▶ [Your assignment]: Leaving out the images, return the data below exactly as it is written.

▶ [Supplied records]:
++++++

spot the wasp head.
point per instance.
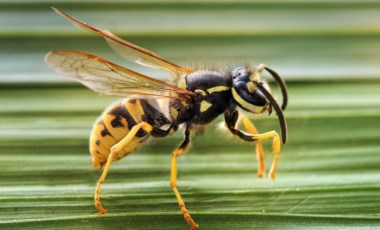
(252, 93)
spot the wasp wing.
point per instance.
(128, 50)
(108, 78)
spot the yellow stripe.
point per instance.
(251, 87)
(244, 104)
(205, 105)
(218, 89)
(135, 109)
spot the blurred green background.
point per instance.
(328, 176)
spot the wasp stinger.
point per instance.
(156, 108)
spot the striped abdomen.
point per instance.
(115, 123)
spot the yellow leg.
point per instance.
(259, 148)
(173, 180)
(114, 150)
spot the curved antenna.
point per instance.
(282, 85)
(277, 108)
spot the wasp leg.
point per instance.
(114, 150)
(173, 178)
(231, 118)
(259, 146)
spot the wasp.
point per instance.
(155, 108)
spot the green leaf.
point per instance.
(328, 175)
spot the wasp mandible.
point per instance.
(156, 108)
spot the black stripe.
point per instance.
(120, 111)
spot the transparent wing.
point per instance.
(128, 50)
(108, 78)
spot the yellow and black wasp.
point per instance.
(155, 108)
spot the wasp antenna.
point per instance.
(277, 108)
(282, 85)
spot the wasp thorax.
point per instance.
(245, 91)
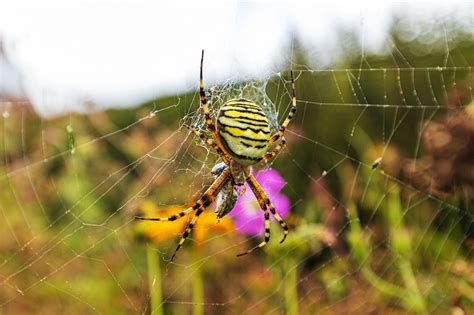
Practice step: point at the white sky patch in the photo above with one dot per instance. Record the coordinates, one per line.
(120, 53)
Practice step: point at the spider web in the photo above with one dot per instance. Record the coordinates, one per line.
(366, 236)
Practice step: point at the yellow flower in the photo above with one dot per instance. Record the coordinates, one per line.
(207, 222)
(160, 231)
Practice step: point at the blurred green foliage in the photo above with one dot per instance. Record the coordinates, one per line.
(363, 239)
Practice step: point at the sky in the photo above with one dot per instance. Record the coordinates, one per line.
(63, 55)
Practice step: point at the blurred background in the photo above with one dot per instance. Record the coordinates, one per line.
(376, 182)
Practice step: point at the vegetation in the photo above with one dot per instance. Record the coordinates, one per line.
(379, 177)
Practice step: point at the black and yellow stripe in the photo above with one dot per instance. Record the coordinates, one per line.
(244, 130)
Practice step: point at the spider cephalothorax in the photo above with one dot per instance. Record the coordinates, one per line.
(241, 137)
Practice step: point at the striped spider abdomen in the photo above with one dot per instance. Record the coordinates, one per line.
(244, 130)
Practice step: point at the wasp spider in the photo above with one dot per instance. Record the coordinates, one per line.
(241, 136)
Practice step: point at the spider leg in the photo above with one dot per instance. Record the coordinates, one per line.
(209, 123)
(292, 112)
(264, 201)
(188, 230)
(171, 217)
(210, 142)
(276, 150)
(267, 234)
(206, 199)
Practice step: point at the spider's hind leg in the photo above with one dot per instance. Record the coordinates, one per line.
(264, 201)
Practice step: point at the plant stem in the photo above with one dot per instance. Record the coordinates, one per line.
(197, 286)
(415, 298)
(291, 287)
(154, 280)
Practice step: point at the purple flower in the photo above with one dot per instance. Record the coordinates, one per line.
(247, 214)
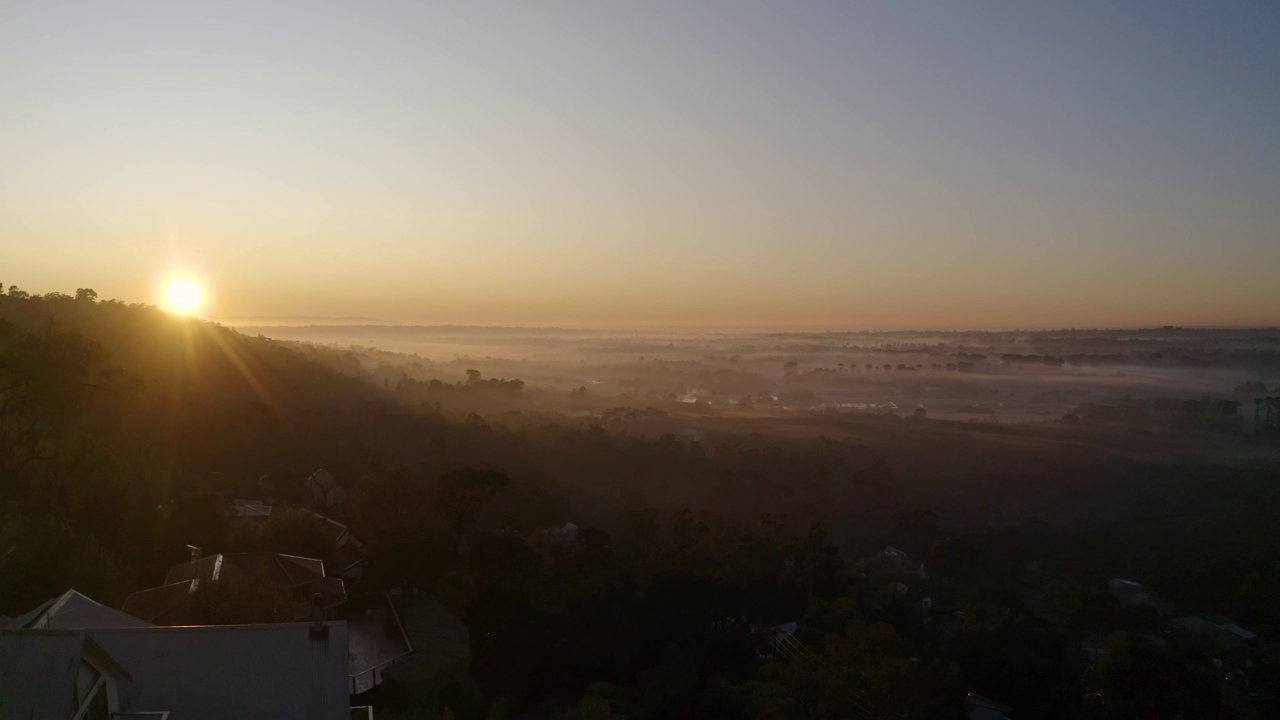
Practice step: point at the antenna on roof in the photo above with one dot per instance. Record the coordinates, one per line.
(318, 629)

++++++

▶ [Response to this task]:
spot the wasp head.
point per instance.
(252, 93)
spot the wasp wing.
point per instance.
(128, 50)
(108, 78)
spot the yellow stripe.
point per instance.
(251, 87)
(244, 104)
(205, 105)
(218, 89)
(135, 109)
spot the blurred green background.
point per instance.
(328, 176)
spot the wasp stinger.
point per instance.
(156, 108)
spot the striped abdomen.
point per instance.
(115, 123)
spot the yellow leg.
point per instance.
(259, 148)
(173, 180)
(114, 150)
spot the curved antenna.
point per instance.
(282, 85)
(277, 108)
spot the wasp leg.
point per instance.
(114, 150)
(173, 178)
(231, 118)
(259, 146)
spot the wasp.
point per instance.
(155, 108)
spot the green leaf.
point per instance.
(328, 175)
spot the wasp mandible.
point per instance.
(156, 108)
spot the black stripe.
point per instance.
(120, 111)
spot the transparent wing.
point per instance.
(128, 50)
(108, 78)
spot the yellow and black wasp.
point per instance.
(155, 108)
spot the wasp antenna.
point per instance.
(277, 108)
(282, 85)
spot the wasp thorax.
point per instance.
(245, 91)
Practice step: point at the white sky patch in the photo above with one dot per instance. Record the coordinates, one per line.
(120, 53)
Practice step: point at the spider web in the photo above with one dot per instance. Record the coordinates, one per line.
(366, 236)
Practice step: point at the yellow flower in the photo above with one dot per instance. Record the coordinates, one per line.
(207, 222)
(160, 231)
Practice step: point at the blurred green foliage in the photo above with one dot per instance. Record the coordinates, one per line.
(363, 239)
Practice step: point at the sky in the photo above with one dot per instance. Record the coordinates, one per line.
(63, 55)
Practice step: point at the blurred background in the photo above with one dot per instance. Record the coordinates, one per line.
(376, 182)
Practice step: point at the vegetation in the photo above with one dot per instance. Record the coordinates, one per line.
(379, 177)
Practice step: point at the black and yellow stripe in the photo above with one dot per instance. Record the coordinates, one per line.
(244, 130)
Practice step: point at the spider cephalothorax in the photo above with one dot per instance. Record the coordinates, one per line.
(241, 137)
Practice step: point at the striped spider abdomen in the photo above with one dot per instance. Record the coordinates, one per line.
(244, 130)
Practice step: point at the wasp spider in the photo above with one dot per instance. Record the coordinates, one per line.
(241, 136)
Practice step: point at the spider leg in the photo above with one dot per instance. Record the coordinates, one per line.
(209, 123)
(292, 112)
(264, 201)
(188, 230)
(171, 217)
(210, 142)
(276, 150)
(267, 234)
(206, 199)
Practice step: point at the spider's hind leg in the photo above with one dot per instance. Record the coordinates, one per line.
(264, 201)
Practice step: point at the plant stem in the photo above with one dot per instance. Record the coordinates, one per line.
(197, 286)
(415, 298)
(291, 287)
(154, 280)
Practice step: point at the purple flower in the photo above with one dot per instance. Record the coordinates, one per line.
(247, 214)
Practice step: point at the antenna on roof in the photo above with one dot per instance. Record the coordinates, one per line.
(318, 629)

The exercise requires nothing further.